WHAT IS REQUIRED: Repeat each entry below exactly as it stands.

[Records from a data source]
Content starts
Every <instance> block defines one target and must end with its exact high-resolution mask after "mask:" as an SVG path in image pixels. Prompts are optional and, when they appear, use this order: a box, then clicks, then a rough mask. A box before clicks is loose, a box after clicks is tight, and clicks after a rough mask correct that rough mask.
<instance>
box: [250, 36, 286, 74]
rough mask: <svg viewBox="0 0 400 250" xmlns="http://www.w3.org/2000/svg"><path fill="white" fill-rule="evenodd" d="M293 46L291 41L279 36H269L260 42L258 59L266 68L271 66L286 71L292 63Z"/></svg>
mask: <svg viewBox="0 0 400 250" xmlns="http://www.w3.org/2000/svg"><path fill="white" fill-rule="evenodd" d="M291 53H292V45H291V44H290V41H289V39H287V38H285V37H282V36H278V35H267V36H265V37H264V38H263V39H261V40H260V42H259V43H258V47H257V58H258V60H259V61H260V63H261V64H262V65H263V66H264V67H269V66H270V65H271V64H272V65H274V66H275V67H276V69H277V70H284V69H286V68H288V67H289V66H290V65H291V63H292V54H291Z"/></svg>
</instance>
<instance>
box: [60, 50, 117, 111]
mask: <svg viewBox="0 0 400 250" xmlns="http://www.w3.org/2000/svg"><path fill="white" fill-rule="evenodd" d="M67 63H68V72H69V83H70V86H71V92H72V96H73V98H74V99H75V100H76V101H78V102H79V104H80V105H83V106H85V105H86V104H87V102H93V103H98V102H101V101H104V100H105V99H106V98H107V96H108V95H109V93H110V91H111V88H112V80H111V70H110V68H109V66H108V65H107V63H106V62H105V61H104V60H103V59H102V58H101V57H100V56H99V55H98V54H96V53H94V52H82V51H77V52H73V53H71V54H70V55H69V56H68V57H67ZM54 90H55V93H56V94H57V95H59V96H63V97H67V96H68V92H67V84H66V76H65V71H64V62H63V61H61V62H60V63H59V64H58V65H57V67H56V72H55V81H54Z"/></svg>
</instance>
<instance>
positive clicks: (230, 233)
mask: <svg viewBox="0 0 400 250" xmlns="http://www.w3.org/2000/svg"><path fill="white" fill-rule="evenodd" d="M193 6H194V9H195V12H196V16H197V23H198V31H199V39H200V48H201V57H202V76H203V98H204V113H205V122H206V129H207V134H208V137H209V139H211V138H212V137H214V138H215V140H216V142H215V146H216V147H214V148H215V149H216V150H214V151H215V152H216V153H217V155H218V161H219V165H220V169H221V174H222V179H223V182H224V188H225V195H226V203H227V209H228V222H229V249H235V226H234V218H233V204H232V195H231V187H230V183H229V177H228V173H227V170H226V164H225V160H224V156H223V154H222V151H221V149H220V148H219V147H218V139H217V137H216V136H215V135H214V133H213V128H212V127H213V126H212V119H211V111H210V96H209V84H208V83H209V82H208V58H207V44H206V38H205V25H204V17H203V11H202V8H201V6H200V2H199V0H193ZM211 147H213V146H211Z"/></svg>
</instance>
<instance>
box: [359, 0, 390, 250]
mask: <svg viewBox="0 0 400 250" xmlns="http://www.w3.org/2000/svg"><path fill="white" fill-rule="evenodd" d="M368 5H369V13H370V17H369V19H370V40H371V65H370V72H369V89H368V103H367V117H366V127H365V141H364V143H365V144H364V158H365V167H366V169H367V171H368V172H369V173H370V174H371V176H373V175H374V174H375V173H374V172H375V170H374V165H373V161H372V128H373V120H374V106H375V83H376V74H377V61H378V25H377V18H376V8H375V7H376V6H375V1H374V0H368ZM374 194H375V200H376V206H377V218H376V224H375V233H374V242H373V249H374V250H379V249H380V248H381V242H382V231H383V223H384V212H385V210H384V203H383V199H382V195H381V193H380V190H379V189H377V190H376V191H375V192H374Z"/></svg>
Content ends
ANSWER TO THE EXERCISE:
Every <instance> block defines one target and must end with its exact high-resolution mask after "mask:" as an SVG path in image pixels. Prompts are optional and, when they appear, use this order: a box, then clicks, then a rough mask. A box before clicks is loose, a box after clicks is tight, and clicks after a rough mask correct that rough mask.
<instance>
box: [250, 36, 286, 74]
rough mask: <svg viewBox="0 0 400 250" xmlns="http://www.w3.org/2000/svg"><path fill="white" fill-rule="evenodd" d="M293 46L291 41L279 36H269L260 42L258 59L266 68L271 66L286 71L292 63Z"/></svg>
mask: <svg viewBox="0 0 400 250" xmlns="http://www.w3.org/2000/svg"><path fill="white" fill-rule="evenodd" d="M291 53H292V45H291V44H290V41H289V39H287V38H285V37H282V36H278V35H267V36H265V37H264V38H263V39H261V40H260V42H259V43H258V47H257V58H258V60H259V61H260V63H261V64H262V65H263V66H264V67H269V66H270V65H271V64H272V65H274V66H275V67H276V69H277V70H284V69H286V68H288V67H289V66H290V65H291V63H292V54H291Z"/></svg>
</instance>
<instance>
box: [60, 50, 117, 111]
mask: <svg viewBox="0 0 400 250" xmlns="http://www.w3.org/2000/svg"><path fill="white" fill-rule="evenodd" d="M67 63H68V72H69V83H70V86H71V92H72V96H73V98H74V99H75V100H76V101H78V102H79V104H80V105H83V106H85V105H86V104H87V102H93V103H98V102H101V101H104V100H105V99H106V98H107V96H108V95H109V93H110V91H111V88H112V80H111V70H110V68H109V66H108V65H107V63H106V62H105V61H104V60H103V59H102V58H101V57H100V56H99V55H98V54H96V53H94V52H82V51H77V52H73V53H71V54H70V55H69V56H68V57H67ZM54 90H55V93H56V94H57V95H59V96H63V97H67V96H68V92H67V84H66V76H65V71H64V62H63V61H61V62H60V63H59V64H58V65H57V67H56V72H55V81H54Z"/></svg>
</instance>
<instance>
positive clicks: (230, 233)
mask: <svg viewBox="0 0 400 250" xmlns="http://www.w3.org/2000/svg"><path fill="white" fill-rule="evenodd" d="M193 6H194V9H195V12H196V16H197V23H198V31H199V39H200V48H201V57H202V76H203V98H204V113H205V122H206V129H207V134H208V137H209V139H211V138H212V137H214V138H215V140H216V142H215V146H216V147H214V148H215V149H216V150H214V151H215V152H216V153H217V155H218V161H219V165H220V169H221V174H222V179H223V182H224V188H225V195H226V203H227V209H228V222H229V249H235V226H234V218H233V204H232V195H231V187H230V183H229V177H228V173H227V170H226V164H225V160H224V156H223V154H222V151H221V149H220V148H219V147H218V139H217V137H216V136H215V135H214V133H213V128H212V127H213V126H212V119H211V111H210V96H209V84H208V83H209V82H208V58H207V44H206V38H205V25H204V17H203V11H202V8H201V6H200V2H199V0H193ZM211 147H213V146H211Z"/></svg>
</instance>
<instance>
box: [359, 0, 390, 250]
mask: <svg viewBox="0 0 400 250" xmlns="http://www.w3.org/2000/svg"><path fill="white" fill-rule="evenodd" d="M368 5H369V13H370V17H369V19H370V40H371V65H370V72H369V89H368V103H367V117H366V127H365V141H364V143H365V144H364V158H365V167H366V169H367V171H368V172H369V173H370V174H371V176H373V175H374V174H375V173H374V172H375V170H374V165H373V161H372V128H373V120H374V106H375V83H376V74H377V61H378V25H377V18H376V8H375V7H376V6H375V1H374V0H368ZM374 194H375V200H376V206H377V218H376V224H375V233H374V242H373V249H374V250H379V249H380V248H381V242H382V231H383V223H384V212H385V210H384V203H383V199H382V195H381V193H380V190H379V189H377V190H376V191H375V192H374Z"/></svg>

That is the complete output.